* GOAL *
Reproduce each line of the data below word for word, omitting the pictures from your answer.

Recorded data:
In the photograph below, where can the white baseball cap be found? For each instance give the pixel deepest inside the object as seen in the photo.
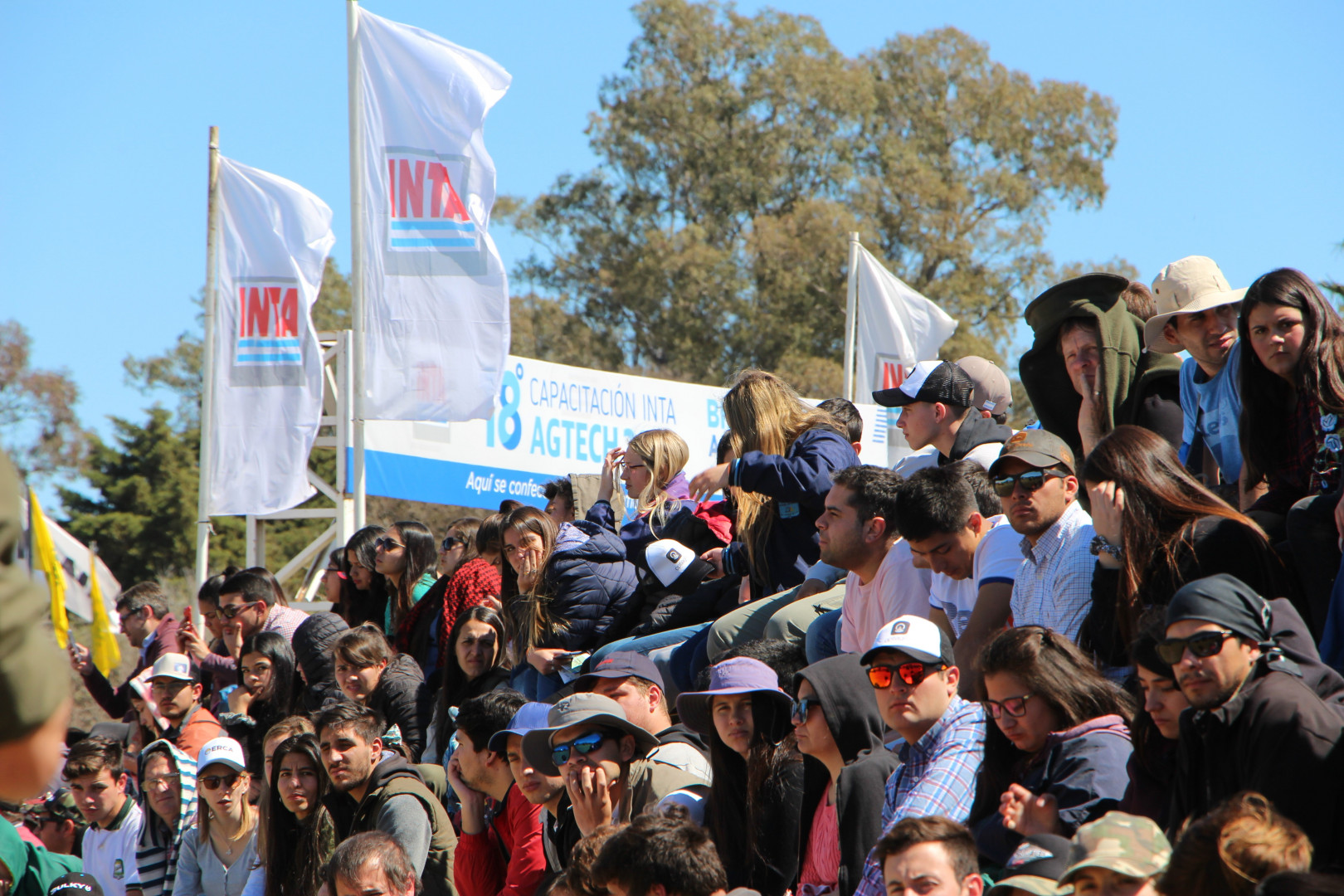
(226, 751)
(173, 665)
(914, 637)
(676, 566)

* RESULT OF THIS EXERCISE *
In the photograph below, where can the white baseball cap be found? For each instance give the pixel deepest inside the object as seen in the photo.
(226, 751)
(173, 665)
(914, 637)
(676, 566)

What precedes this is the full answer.